Exercise: Each entry must be reproduced precisely as it stands.

Available data:
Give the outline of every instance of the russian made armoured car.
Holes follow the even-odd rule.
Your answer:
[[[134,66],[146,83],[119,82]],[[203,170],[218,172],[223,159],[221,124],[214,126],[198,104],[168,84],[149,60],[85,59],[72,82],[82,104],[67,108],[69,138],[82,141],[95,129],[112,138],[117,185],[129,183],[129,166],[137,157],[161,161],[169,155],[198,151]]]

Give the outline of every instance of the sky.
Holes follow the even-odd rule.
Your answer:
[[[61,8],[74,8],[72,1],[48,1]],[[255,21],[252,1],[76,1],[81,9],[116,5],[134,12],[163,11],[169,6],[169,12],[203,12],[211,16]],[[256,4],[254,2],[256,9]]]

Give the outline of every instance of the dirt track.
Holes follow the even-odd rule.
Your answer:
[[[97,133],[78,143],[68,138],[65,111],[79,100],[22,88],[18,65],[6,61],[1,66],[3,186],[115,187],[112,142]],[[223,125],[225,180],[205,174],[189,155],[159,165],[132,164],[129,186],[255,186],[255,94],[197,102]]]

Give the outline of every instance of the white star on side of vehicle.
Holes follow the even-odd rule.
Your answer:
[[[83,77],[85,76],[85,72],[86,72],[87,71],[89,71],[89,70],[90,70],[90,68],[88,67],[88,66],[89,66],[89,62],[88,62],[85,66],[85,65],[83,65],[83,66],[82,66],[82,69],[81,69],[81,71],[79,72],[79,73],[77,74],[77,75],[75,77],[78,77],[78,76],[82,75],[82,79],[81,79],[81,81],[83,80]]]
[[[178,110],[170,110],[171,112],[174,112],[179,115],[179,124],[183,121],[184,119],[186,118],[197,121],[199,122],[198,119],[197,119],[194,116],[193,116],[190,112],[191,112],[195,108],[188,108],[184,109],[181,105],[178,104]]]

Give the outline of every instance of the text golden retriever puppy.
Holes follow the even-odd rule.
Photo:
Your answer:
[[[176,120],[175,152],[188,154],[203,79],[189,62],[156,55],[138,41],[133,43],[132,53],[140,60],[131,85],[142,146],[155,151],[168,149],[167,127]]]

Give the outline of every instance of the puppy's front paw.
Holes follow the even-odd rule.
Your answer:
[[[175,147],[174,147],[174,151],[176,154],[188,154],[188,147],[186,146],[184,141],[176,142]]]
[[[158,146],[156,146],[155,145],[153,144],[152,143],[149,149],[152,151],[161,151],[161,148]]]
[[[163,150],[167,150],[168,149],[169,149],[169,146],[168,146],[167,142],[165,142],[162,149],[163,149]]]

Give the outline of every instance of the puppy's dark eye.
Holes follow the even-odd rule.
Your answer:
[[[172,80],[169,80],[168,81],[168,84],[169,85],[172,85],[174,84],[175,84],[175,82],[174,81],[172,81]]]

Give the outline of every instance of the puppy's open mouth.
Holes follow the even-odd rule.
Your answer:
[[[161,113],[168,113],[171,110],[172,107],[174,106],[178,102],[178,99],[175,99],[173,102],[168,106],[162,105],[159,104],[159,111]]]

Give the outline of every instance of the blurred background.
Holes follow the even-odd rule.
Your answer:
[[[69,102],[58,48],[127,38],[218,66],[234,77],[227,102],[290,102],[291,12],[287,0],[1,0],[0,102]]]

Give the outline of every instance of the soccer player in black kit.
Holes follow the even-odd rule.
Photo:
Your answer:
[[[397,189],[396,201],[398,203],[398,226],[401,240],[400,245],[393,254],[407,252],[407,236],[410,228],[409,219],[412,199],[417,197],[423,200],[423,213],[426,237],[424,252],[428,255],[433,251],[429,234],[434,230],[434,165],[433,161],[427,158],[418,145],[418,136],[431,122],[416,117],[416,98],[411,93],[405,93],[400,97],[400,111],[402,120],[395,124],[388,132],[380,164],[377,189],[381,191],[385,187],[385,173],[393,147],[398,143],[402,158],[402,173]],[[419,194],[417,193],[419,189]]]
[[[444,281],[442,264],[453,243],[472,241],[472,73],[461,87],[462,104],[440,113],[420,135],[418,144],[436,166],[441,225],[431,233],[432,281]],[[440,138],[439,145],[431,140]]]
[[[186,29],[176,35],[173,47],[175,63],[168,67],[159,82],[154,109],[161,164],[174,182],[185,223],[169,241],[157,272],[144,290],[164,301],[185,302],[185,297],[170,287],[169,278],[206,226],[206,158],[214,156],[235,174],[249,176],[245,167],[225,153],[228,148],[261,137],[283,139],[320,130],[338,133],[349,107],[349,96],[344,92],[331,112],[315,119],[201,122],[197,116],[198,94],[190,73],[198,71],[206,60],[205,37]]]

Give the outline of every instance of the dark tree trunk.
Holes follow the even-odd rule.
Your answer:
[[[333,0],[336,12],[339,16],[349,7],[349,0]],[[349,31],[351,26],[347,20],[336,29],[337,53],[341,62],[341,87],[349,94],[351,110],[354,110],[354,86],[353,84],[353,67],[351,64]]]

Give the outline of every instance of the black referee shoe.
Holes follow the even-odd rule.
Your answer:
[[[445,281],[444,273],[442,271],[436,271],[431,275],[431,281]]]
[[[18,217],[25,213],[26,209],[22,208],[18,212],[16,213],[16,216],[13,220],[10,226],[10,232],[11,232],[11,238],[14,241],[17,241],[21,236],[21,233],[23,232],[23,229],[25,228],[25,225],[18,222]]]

Completed task:
Give the outline of every instance of the russian made armoured car.
Holes follow the even-odd rule.
Your answer:
[[[134,66],[146,83],[119,82]],[[203,170],[218,172],[223,159],[221,124],[214,126],[198,104],[168,84],[149,60],[85,59],[72,82],[82,104],[67,108],[69,138],[82,141],[95,129],[112,138],[117,185],[129,183],[129,166],[137,157],[161,161],[169,155],[198,151]]]

Give the outline of every instance of the sky.
Holes follow the even-odd rule.
Your answer:
[[[61,8],[74,8],[72,1],[48,1]],[[255,21],[252,1],[76,1],[81,9],[116,5],[134,12],[163,11],[169,6],[169,12],[203,12],[211,16]],[[256,4],[254,2],[256,9]]]

Give the outline of every instance of the dirt track.
Holes follow the even-odd rule.
Your answer:
[[[97,133],[78,143],[68,138],[65,111],[79,100],[22,88],[18,65],[6,61],[1,66],[3,186],[115,187],[112,142]],[[223,125],[225,180],[205,174],[189,155],[159,165],[132,164],[129,186],[255,186],[255,94],[197,102]]]

Give the outline of every instance of the white star on side of vehicle.
Holes follow the even-odd rule.
Your answer:
[[[83,77],[85,76],[85,72],[86,72],[87,71],[89,71],[89,70],[90,70],[90,68],[88,67],[88,66],[89,66],[89,62],[88,62],[85,66],[85,65],[83,65],[83,66],[82,66],[82,69],[81,69],[81,71],[79,72],[79,73],[77,74],[77,75],[75,77],[78,77],[78,76],[82,75],[82,79],[81,79],[81,81],[83,80]]]
[[[178,110],[170,110],[171,112],[174,112],[179,115],[179,124],[183,121],[184,119],[186,118],[197,121],[199,122],[198,119],[197,119],[194,116],[193,116],[190,112],[191,112],[195,108],[188,108],[184,109],[181,105],[178,104]]]

Give the outline of every instance of the text golden retriever puppy.
Holes follow the even-odd rule.
Photo:
Your answer:
[[[176,120],[175,152],[188,154],[203,79],[189,62],[156,55],[138,41],[133,43],[132,53],[140,60],[131,85],[142,146],[155,151],[168,149],[167,127]]]

Give the outline of every instance of the puppy's front paw.
Holes follow the even-odd rule.
Your answer:
[[[175,147],[174,147],[174,151],[176,154],[188,154],[188,147],[186,146],[184,141],[176,142]]]
[[[158,146],[156,146],[155,145],[153,144],[152,143],[149,149],[152,151],[161,151],[161,148]]]
[[[163,150],[167,150],[168,149],[169,149],[169,146],[168,146],[167,142],[165,142],[162,149],[163,149]]]

Give the outline of every instance of the puppy's dark eye.
Holes follow the even-odd rule.
Your answer:
[[[172,80],[169,80],[168,81],[168,84],[169,85],[172,85],[174,84],[175,84],[175,82],[174,81],[172,81]]]

Give the outline of every instance of the puppy's open mouth.
Holes follow the even-odd rule.
Your answer:
[[[161,113],[168,113],[171,110],[172,107],[174,106],[178,102],[178,99],[175,99],[173,102],[168,106],[162,105],[159,104],[159,111]]]

Give the outline of every instance of the blurred background.
Holes follow the even-odd rule.
Your answer:
[[[69,102],[58,48],[127,38],[218,66],[234,77],[227,102],[290,102],[291,12],[287,0],[1,0],[0,102]]]

Give the outline of every instance of the soccer player in black kit.
Holes follow the even-odd rule.
Photo:
Your answer:
[[[397,189],[396,201],[398,203],[398,226],[401,240],[400,245],[393,254],[407,252],[407,236],[410,228],[409,219],[412,199],[417,197],[423,200],[423,213],[426,237],[424,252],[428,255],[433,251],[429,234],[434,230],[434,165],[433,161],[427,158],[418,145],[418,136],[431,122],[416,117],[416,98],[411,93],[405,93],[400,97],[400,111],[402,120],[395,124],[388,132],[380,164],[377,189],[381,191],[385,187],[385,173],[393,147],[398,143],[402,158],[402,173]],[[419,194],[417,193],[419,189]]]
[[[444,281],[442,264],[453,243],[472,241],[472,73],[461,87],[462,104],[440,113],[420,135],[418,144],[436,166],[441,225],[431,233],[432,281]],[[440,138],[439,145],[431,140]]]
[[[186,29],[176,35],[173,47],[175,63],[168,67],[159,82],[154,109],[161,164],[174,182],[185,223],[169,241],[157,272],[144,290],[164,301],[185,302],[185,297],[170,287],[169,278],[206,226],[206,158],[214,156],[235,174],[249,176],[245,167],[225,153],[228,148],[261,137],[283,139],[320,130],[338,133],[349,107],[349,96],[344,92],[331,112],[315,119],[201,122],[197,116],[198,94],[190,73],[198,71],[206,60],[205,37]]]

Give the outline of every instance of the dark tree trunk.
Holes follow the even-odd rule.
Your answer:
[[[333,0],[336,12],[339,16],[349,7],[349,0]],[[349,31],[351,26],[347,20],[336,29],[337,53],[341,62],[341,87],[349,94],[351,110],[354,110],[354,86],[353,84],[353,67],[351,64]]]

Give the outline of every instance of the black referee shoe.
Holes follow the even-odd rule.
Your answer:
[[[445,281],[444,273],[442,271],[436,271],[431,275],[431,281]]]
[[[18,217],[25,213],[26,209],[22,208],[18,212],[16,213],[16,216],[13,220],[10,226],[10,232],[11,232],[11,238],[14,241],[17,241],[21,236],[21,233],[23,232],[23,229],[25,228],[25,225],[18,222]]]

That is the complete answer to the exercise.